TO DO »
1) Answer these from the genetic testing passage:
(a) For a woman who tests positive for a BRCA1 or 2 alteration, how high can breast cancer risk go?
(b) How many patients has Myriad Genetics tested?
(c) By how much does a prophylactic double mastectomy cut the risk of breast cancer?
2) Carry the genetic testing passage further by a paragraph or two in the same plain voice.

Genetic testing makes the most sense when, as in the case of breast cancer, mutations have a major impact on health and when steps can be taken to intervene. BRCA1 and 2 alterations (which account for 5 to 10 percent of breast cancers) don't guarantee that the disease will strike. But they do increase a woman's risk dramatically: from about 7 percent in the general population to as high as 87 percent in those who test positive. Now doctors can help patients manage their risk more aggressively than ever, says Sloan-Kettering's Offit, through frequent screenings, including MRI exams and preventive or "risk-reducing" surgeries. "Today, there's information and we understand what to do with it," says Dr. Louise Morrell of Boca Raton (Fla.) Community Hospital.

Genetic testing is still in its infancy, but as awareness grows, more people are opting in. Myriad Genetics, which owns the BRCA1 and 2 tests, has tested 100,000 patients and now screens more than 200 a day. They include Rivka From and her daughters, Courtney, 26, and Carlye, 22. Rivka's mother died of ovarian cancer at 40; two years ago, Rivka was diagnosed with breast cancer. Since then, she and her daughters, who now have routine screenings, have all tested positive for BRCA1 mutations. The knowledge has affected each one differently. Rivka was relieved to know the truth and had a double mastectomy. Courtney, who'll be married in February, was propelled into action. She plans to have two kids by her mid-30s. After that, she'll likely have her breasts removed. Carlye, a college junior, has mixed feelings. "It's very scary," she says. Among her concerns: When should she reveal her status to a potential boyfriend? And will he flee once he knows? At the same time, she feels fortunate to take control of her health. "I look at this test," she says, "as saving my life one day."

The decision to undergo prophylactic double mastectomy is exceedingly personal. The majority of women who have a mutation but are still healthy opt against it. Deborah Posner, 39, wouldn't even talk about it after she tested positive. "It was unbearable," she says. But a mammogram scare last spring made her reconsider and she had surgery in June. The procedure cuts the risk of breast cancer by at least 90 percent, but it's not foolproof. And major surgery carries risks. "There are physicians and women who believe this is too aggressive," says Marc Schwartz of Georgetown's Lombardi Comprehensive Cancer Center.

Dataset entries
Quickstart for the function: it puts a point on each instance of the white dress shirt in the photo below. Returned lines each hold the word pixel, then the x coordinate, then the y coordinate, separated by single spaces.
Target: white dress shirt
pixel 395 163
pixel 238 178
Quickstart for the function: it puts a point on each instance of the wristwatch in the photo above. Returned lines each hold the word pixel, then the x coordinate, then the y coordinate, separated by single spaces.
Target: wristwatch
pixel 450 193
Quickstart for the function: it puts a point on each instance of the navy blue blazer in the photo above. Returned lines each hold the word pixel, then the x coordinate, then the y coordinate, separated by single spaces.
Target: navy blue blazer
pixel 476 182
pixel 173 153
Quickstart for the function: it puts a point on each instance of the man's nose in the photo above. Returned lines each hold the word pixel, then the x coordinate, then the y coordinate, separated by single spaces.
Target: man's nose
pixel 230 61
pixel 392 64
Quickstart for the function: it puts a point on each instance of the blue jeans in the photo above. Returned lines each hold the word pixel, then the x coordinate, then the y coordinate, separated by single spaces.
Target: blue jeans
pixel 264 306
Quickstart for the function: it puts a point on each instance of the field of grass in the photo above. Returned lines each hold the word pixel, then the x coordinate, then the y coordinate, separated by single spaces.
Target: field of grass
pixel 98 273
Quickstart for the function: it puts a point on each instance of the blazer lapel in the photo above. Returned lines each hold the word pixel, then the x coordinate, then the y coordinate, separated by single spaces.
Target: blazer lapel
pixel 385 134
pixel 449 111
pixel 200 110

--

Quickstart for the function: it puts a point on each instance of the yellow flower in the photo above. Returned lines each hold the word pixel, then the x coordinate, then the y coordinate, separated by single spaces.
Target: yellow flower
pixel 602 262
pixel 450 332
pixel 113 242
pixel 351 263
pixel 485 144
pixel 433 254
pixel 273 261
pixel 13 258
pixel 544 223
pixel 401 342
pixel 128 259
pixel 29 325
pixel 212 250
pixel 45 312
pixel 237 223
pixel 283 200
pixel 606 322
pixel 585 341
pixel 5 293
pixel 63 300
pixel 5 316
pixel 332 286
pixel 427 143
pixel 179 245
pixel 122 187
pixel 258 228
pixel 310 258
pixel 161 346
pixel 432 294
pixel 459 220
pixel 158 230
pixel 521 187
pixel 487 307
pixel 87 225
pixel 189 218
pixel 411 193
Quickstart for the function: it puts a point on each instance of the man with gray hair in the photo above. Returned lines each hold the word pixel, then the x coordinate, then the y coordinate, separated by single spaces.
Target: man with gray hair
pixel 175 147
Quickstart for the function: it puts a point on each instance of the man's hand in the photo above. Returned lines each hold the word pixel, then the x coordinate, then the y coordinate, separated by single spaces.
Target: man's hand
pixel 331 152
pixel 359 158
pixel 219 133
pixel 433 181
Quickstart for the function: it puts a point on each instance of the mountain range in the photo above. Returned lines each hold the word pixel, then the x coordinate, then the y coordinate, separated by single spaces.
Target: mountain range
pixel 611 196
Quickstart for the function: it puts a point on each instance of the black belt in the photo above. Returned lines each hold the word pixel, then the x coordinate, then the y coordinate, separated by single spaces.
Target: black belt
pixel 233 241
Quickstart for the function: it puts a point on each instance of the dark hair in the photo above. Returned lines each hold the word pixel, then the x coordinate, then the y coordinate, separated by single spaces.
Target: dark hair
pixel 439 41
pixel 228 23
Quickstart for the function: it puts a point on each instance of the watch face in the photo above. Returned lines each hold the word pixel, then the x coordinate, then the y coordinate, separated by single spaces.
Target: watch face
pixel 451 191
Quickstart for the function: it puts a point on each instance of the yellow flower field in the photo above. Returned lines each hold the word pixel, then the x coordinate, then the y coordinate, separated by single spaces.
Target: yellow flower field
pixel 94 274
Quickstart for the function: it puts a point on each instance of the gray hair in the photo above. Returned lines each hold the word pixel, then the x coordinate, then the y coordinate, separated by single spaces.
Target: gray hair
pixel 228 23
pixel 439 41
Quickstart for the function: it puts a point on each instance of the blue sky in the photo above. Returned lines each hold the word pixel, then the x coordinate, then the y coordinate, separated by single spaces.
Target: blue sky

* * *

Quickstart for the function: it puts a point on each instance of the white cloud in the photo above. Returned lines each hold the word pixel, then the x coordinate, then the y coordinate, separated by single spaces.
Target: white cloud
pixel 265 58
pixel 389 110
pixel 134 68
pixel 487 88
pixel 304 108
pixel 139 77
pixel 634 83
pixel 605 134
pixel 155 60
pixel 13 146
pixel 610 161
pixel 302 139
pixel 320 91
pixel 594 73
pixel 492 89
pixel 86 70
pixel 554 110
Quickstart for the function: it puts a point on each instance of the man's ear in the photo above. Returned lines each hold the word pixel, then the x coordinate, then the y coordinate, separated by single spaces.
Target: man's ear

ANSWERS IN ORDER »
1)
(a) As high as 87 percent.
(b) 100,000.
(c) By at least 90 percent.

2)
A double mastectomy is not the only surgical option. More women with BRCA1 or 2 choose to have their ovaries removed instead, especially after having kids. Some, like Posner, opt for both. An oophorectomy can be done laparoscopically and has a double benefit in premenopausal women: reducing the risk of ovarian cancer (which is much harder to screen than breast cancer) by at least 90 percent, and cutting the breast-cancer risk by half. The key for patients, says Schwartz, is in-depth genetic counseling so women can make informed decisions for themselves.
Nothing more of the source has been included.